** BEGIN Excerpt **
In this work, we will always consider the case where each machine has $\tilde{O}\left(n\right)$ memory and $m\leq n$ . Without loss of generality, we may assume the non-central machine $j$ stores the set $S_{j}$ . For each element $i\in[n]$ , we use $f_{i}$ to denote the number of sets that $i$ is in. This is also referred to as the frequency of $i$ . Assume each machine has $\tilde{O}\left(n\right)$ space. The vector f can be computed in $O(\log m)$ rounds and broadcasted to all machines. Each machine $j$ starts with the characteristic vector $v_{j}\in\{0,1\}^{n}$ of the set $S_{j}$ that it holds. The vector f is just the sum of the characteristic vectors of the sets. We can aggregate the vectors $\{v_{j}\}$ in $O(\log m)$ rounds using the standard binary tree aggregation algorithm.

Since in this work, the dependence on $1/\epsilon$ is polynomial, an $\alpha-O(\epsilon)$ approximation can easily be translated to an $\alpha-\epsilon$ approximation by scaling $\epsilon$ by a constant factor. We can also assume that $1/\epsilon<n/10$ ; otherwise, we can simulate the greedy algorithm in $O(1/\epsilon)$ rounds. For the sake of exposition, we will not attempt to optimize the constants in our algorithm and analysis. Finally, in this work we consider $1-1/\operatorname{poly}(m)$ as a “high probability”. We use $[E]$ to denote the indicator variable of the event $E$ that is 1 if $E$ happens and 0 otherwise.

2 Algorithm

2.1 The main algorithm

Linear programming (re)formulation.
** END Excerpt **
**Given exercise 1**. Count the lines in the records below that contain the string "table", treating case as significant, and reply with only that number.
** BEGIN Entries provided **
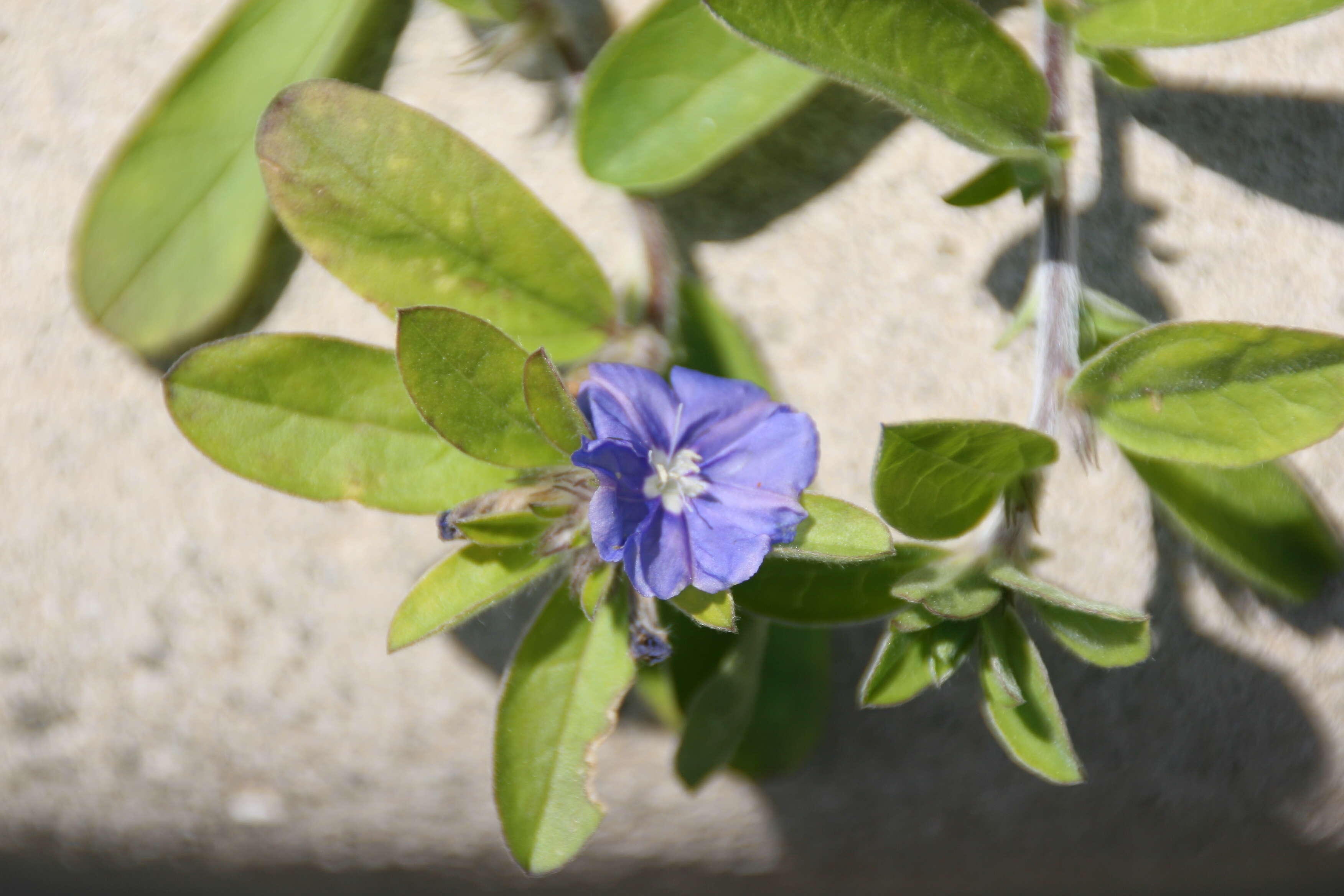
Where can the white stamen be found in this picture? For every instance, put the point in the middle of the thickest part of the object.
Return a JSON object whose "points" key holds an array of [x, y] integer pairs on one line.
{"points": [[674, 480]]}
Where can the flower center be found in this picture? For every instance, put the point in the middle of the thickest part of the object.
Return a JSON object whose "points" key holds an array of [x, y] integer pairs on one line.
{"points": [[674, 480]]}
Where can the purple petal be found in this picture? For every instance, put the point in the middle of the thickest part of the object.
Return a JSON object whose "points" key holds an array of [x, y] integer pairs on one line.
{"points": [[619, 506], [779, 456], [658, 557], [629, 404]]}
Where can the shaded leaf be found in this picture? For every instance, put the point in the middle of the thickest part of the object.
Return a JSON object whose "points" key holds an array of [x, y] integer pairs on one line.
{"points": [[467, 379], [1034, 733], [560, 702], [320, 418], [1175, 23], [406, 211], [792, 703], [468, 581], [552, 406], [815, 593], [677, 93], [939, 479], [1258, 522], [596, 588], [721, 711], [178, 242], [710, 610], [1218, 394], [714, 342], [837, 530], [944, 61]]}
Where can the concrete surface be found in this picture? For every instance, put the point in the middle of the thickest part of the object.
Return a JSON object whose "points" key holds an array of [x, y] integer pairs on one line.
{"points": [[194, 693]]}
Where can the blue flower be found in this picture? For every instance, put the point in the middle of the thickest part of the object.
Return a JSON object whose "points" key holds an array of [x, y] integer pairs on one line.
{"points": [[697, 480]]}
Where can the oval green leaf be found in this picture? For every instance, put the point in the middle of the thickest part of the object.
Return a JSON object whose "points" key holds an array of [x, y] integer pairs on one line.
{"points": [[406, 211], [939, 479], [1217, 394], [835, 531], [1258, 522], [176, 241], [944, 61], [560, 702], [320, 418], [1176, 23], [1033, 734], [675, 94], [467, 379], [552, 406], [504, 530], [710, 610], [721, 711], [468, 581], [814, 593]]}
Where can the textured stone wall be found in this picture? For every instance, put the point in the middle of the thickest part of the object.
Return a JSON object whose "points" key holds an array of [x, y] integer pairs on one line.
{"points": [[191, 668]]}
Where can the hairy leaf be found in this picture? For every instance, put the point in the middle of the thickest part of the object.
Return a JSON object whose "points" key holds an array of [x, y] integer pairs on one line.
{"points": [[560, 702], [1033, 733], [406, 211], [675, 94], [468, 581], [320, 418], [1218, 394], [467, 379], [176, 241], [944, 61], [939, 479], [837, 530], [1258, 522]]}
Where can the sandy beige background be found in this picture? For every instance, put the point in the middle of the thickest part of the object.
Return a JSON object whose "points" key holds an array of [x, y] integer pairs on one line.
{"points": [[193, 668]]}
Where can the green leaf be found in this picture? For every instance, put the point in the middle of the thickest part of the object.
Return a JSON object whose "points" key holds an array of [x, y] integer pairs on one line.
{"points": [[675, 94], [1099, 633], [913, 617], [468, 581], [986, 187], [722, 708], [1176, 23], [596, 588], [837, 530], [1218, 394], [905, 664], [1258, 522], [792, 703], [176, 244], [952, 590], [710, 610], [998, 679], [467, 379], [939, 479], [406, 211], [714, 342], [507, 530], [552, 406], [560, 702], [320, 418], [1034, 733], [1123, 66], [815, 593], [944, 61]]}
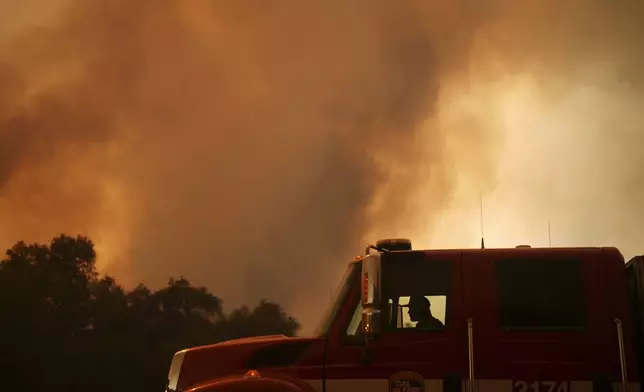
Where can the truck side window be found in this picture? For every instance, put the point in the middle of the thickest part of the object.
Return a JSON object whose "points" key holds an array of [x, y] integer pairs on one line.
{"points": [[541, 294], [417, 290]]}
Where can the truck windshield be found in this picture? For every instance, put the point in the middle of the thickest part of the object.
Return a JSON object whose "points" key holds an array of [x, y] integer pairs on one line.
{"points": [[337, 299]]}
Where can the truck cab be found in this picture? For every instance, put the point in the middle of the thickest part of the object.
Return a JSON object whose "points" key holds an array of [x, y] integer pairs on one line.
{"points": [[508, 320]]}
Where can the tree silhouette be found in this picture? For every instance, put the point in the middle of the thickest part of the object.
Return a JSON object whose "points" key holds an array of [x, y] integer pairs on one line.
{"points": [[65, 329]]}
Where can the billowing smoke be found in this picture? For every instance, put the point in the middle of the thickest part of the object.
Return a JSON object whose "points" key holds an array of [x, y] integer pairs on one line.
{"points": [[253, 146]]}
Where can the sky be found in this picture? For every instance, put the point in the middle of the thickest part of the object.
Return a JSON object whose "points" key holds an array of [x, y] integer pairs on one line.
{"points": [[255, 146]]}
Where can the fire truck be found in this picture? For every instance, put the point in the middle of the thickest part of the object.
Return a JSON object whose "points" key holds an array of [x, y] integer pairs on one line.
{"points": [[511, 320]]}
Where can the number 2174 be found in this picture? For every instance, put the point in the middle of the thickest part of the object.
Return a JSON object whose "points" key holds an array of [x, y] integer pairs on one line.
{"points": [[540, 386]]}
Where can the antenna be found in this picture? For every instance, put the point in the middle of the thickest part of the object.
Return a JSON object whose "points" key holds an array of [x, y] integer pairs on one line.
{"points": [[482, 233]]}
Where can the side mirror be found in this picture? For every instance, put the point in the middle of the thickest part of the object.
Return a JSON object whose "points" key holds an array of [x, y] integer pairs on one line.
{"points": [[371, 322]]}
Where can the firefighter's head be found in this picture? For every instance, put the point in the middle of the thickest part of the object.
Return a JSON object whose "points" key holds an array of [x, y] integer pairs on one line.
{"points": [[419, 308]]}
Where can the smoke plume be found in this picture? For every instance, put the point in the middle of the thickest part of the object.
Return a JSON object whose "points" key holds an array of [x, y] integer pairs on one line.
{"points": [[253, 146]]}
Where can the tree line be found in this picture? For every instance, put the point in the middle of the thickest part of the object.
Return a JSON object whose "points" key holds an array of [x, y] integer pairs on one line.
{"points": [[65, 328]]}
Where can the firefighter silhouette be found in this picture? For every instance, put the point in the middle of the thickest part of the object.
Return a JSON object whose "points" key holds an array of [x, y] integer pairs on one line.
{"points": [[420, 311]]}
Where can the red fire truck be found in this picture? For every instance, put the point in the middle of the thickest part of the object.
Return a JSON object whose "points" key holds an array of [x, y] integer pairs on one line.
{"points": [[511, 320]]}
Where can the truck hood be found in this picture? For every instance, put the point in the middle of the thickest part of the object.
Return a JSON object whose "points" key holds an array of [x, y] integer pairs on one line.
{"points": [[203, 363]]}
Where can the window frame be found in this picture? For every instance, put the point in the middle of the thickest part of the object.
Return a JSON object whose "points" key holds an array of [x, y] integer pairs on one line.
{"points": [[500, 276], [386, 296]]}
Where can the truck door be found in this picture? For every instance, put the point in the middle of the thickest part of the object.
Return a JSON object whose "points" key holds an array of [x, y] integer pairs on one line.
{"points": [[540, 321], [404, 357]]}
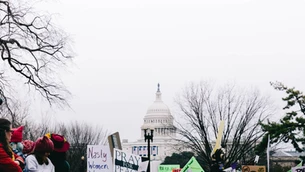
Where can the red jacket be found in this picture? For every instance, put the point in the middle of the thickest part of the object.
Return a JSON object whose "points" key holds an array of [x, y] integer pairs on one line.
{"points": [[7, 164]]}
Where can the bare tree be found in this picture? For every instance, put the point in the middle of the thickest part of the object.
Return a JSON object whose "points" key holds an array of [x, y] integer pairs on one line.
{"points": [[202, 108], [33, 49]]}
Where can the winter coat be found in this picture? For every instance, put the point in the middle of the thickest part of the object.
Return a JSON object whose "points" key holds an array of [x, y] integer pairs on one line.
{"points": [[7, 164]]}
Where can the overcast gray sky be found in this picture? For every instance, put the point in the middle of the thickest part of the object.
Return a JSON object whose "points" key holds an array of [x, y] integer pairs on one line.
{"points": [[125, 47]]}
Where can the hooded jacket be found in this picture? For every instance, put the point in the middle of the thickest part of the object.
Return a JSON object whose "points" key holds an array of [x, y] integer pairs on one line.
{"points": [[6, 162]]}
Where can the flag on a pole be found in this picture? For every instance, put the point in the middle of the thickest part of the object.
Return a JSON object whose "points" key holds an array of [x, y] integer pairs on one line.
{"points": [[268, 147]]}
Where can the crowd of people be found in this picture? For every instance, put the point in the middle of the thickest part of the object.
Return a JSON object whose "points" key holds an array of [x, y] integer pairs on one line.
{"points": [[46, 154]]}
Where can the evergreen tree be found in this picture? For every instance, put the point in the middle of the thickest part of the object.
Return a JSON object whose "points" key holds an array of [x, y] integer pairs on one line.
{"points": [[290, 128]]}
** END Entries provided **
** BEGIN Entries provided **
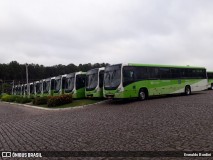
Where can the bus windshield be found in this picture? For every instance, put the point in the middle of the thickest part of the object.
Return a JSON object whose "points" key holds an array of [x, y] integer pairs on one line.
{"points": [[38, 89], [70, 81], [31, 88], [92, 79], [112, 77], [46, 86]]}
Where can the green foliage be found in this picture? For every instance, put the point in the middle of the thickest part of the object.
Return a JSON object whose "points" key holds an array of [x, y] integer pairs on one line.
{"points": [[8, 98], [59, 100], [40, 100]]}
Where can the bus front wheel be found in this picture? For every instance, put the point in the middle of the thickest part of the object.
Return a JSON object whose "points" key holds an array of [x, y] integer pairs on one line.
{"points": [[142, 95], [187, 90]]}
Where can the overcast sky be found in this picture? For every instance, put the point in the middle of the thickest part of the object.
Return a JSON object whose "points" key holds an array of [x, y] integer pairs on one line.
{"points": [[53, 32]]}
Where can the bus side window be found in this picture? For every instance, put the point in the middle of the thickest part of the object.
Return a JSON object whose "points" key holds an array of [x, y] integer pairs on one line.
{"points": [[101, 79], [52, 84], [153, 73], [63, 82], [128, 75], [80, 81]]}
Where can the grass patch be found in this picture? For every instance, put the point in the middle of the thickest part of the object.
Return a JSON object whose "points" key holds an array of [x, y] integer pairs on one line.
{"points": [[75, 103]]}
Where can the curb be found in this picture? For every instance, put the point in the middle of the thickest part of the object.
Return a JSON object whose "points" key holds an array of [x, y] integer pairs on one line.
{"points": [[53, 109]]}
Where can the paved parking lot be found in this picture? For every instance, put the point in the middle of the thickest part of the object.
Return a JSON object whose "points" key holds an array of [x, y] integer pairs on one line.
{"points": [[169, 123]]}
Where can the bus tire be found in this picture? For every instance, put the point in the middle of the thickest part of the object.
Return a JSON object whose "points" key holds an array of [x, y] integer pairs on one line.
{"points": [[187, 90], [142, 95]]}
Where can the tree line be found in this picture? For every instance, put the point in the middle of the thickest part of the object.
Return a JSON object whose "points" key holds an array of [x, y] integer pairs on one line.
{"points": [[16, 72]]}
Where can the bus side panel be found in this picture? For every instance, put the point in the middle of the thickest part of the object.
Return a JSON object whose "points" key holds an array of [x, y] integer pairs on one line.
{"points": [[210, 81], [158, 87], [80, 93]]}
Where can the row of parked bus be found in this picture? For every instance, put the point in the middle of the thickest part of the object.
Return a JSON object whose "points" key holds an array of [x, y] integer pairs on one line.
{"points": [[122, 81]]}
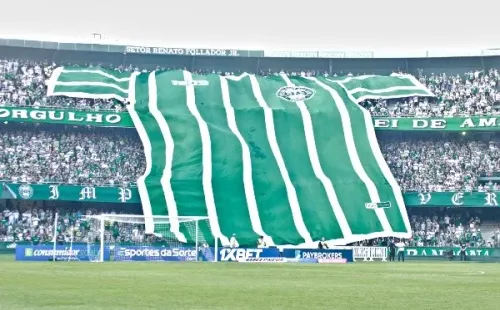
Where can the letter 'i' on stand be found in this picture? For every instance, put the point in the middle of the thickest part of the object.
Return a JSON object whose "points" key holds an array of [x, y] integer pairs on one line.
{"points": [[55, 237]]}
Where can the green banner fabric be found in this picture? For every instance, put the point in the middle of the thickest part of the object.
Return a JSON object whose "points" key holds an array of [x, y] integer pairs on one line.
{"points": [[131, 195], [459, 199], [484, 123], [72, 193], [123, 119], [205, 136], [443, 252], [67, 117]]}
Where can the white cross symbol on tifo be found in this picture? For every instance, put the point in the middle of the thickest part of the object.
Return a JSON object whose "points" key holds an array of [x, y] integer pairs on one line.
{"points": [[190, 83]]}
** END Entries provided **
** BEGIN Entries provided **
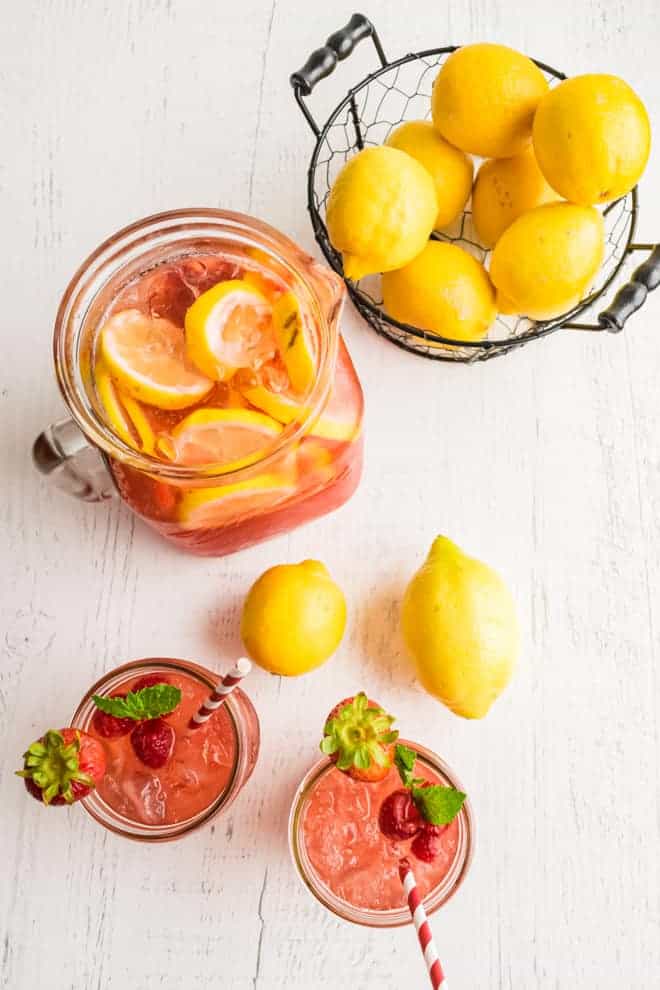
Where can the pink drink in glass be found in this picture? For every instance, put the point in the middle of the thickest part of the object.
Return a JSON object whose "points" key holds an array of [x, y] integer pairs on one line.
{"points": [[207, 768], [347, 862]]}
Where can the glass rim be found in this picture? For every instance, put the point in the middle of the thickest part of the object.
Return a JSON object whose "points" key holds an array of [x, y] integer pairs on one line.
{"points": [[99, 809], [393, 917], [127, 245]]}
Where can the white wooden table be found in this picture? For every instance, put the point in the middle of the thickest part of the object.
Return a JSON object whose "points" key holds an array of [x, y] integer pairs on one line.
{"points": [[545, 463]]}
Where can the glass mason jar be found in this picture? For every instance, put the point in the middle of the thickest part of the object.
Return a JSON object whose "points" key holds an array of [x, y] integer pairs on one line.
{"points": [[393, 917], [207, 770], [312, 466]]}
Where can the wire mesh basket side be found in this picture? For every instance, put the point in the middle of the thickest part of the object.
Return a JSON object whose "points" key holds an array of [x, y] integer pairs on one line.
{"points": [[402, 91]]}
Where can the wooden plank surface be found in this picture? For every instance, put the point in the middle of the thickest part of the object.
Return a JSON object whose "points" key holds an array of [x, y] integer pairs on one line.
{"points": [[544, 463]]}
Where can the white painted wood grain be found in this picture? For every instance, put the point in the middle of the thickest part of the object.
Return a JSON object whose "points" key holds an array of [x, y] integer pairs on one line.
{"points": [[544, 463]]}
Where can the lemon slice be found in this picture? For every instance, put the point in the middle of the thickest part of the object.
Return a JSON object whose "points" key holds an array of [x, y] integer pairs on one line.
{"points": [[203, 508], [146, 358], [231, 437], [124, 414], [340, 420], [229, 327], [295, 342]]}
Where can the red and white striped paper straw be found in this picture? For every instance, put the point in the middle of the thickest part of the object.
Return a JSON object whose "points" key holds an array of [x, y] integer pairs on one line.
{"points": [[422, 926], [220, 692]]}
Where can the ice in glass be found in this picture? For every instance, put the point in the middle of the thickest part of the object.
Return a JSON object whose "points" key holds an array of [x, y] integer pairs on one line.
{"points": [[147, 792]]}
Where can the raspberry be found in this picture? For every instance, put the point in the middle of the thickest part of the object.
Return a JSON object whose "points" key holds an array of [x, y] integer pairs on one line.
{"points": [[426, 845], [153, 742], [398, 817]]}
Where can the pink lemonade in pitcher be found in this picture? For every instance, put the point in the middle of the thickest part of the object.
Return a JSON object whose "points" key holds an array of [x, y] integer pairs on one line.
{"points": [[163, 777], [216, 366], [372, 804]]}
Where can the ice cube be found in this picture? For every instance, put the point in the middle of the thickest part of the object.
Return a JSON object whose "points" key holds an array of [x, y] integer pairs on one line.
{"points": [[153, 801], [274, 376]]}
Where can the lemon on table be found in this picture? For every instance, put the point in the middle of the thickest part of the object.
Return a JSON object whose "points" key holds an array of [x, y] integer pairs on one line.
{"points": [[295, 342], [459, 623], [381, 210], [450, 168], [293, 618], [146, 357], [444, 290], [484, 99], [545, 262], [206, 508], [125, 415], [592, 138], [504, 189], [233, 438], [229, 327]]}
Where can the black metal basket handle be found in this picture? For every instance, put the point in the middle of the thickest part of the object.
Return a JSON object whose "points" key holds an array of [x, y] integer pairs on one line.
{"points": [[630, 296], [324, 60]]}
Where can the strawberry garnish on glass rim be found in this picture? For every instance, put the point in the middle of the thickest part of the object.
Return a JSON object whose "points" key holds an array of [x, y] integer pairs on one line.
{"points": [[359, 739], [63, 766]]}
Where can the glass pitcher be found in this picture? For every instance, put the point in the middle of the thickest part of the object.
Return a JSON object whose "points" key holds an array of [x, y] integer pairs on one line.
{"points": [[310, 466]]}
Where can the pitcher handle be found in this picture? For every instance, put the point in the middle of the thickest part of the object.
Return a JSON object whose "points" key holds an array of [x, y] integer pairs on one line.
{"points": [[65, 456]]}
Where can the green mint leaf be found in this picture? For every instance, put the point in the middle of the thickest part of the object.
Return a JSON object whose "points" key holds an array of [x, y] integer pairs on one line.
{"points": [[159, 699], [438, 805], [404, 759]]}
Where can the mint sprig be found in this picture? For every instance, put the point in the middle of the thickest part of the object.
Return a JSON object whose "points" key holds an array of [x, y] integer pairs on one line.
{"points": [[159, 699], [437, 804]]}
** END Entries provided **
**Given exercise 2**. Write the next part of the excerpt above on the distributed algorithm over sets, picking up right after its final line.

**Final result 1**. 2

**Final result 2**.
We first recall the relaxed linear program (LP) for the maximum coverage problem $\Pi_{0}$ :

maximize	$\displaystyle\sum_{i\in[n]}x_{i}$
(s.t.)	$\displaystyle x_{i}\leq\sum_{S_{j}\ni i}y_{j}$	$\displaystyle\forall i\in[n]$
	$\displaystyle\sum_{j\in[m]}y_{j}=k$
	$\displaystyle x_{i},y_{j}\in[0,1]$	$\displaystyle\forall i\in[n],j\in[m].$

We first reformulate this LP and then approximately solve the new LP using the multiplicative weights update method [2]. For each $j\in[m]$ , let $z_{j}:=1-y_{j}$ . We have the following fact.

Fact 1.

For each $i\in[n]$ , $x_{i}\leq\displaystyle\sum_{S_{j}\ni i}y_{j}\iff x_{i}+\sum_{S_{j}\ni i}z_{j}\leq\sum_{S_{j}\ni i}(y_{j}+z_{j})=f_{i}.$

Note that if $\textbf{y}\in[0,1]^{m}$ and $\sum_{j}y_{j}=k$ , then $\textbf{z}\in[0,1]^{m}$ and $\sum_{j}z_{j}=m-k$ . Thus, it is not hard to see that the original LP is equivalent to the following LP which we will refer to as $\Pi_{1}$ .

maximize	$\displaystyle\sum_{i\in[n]}x_{i}$
(s.t.)	$\displaystyle\frac{x_{i}}{f_{i}}+\frac{1}{f_{i}}\cdot\sum_{S_{j}\ni i}z_{j}\leq 1$	$\displaystyle\forall i\in[n]$
	$\displaystyle\sum_{j\in[m]}z_{j}=m-k$
	$\displaystyle x_{i},z_{j}\in[0,1]$	$\displaystyle\forall i\in[n],j\in[m].$

In this section, we will assume the existence an MPC algorithm that approximately solves the linear program $\Pi_{1}$ in $O(1/\epsilon^{3}\cdot\log n\cdot\log m)$ rounds. The proof will be deferred to Section 2.2.

Theorem 2.

There is an algorithm that finds $\textbf{x}\in[0,1]^{n},\textbf{z}\in[0,1]^{m}$ such that

1.

$\sum_{i\in[n]}x_{i}\geq(1-\epsilon)\textup{OPT}$ ,
2.

$\sum_{j\in[m]}z_{j}=m-k$ , and
3.

$\frac{x_{i}}{f_{i}}+\frac{1}{f_{i}}\cdot\sum_{S_{j}\ni i}z_{j}\leq 1+\epsilon\ \ \,\forall i\in[n]$

in $O(\epsilon^{-3}\log n\cdot\log m)$ rounds.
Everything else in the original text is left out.